PROBLEM DESCRIPTION: Pick out each line in the records below that contains the word "Target" and copy those lines as they appear.

PROVIDED DATA:

+ + + + + + +

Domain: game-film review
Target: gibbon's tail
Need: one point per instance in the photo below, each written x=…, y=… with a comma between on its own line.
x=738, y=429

+ + + + + + +

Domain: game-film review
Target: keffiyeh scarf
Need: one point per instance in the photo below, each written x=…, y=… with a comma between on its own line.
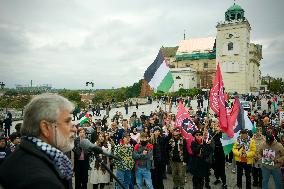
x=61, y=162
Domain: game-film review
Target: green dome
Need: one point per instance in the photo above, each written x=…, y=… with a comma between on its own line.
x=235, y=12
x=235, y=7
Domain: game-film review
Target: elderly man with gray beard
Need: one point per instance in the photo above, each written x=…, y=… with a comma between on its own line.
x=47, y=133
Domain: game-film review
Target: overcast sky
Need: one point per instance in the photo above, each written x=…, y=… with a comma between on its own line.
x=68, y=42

+ + + + + + +

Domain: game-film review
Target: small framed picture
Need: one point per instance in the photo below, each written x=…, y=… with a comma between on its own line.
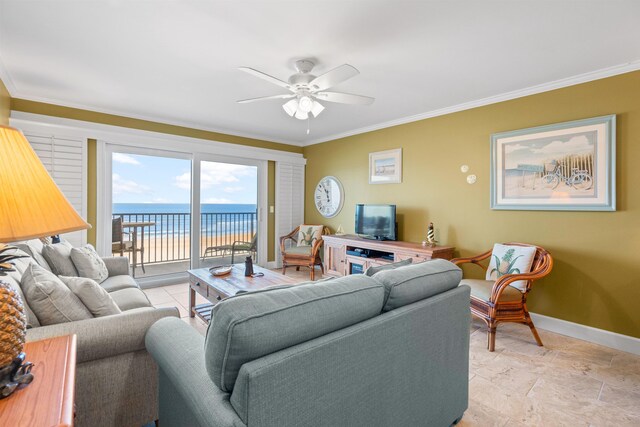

+ + + + + + +

TASK OUTPUT:
Target: gibbon's tail
Target: keffiyeh scarf
Target: green dome
Target: elderly man with gray beard
Target: overcast sky
Target: small framed picture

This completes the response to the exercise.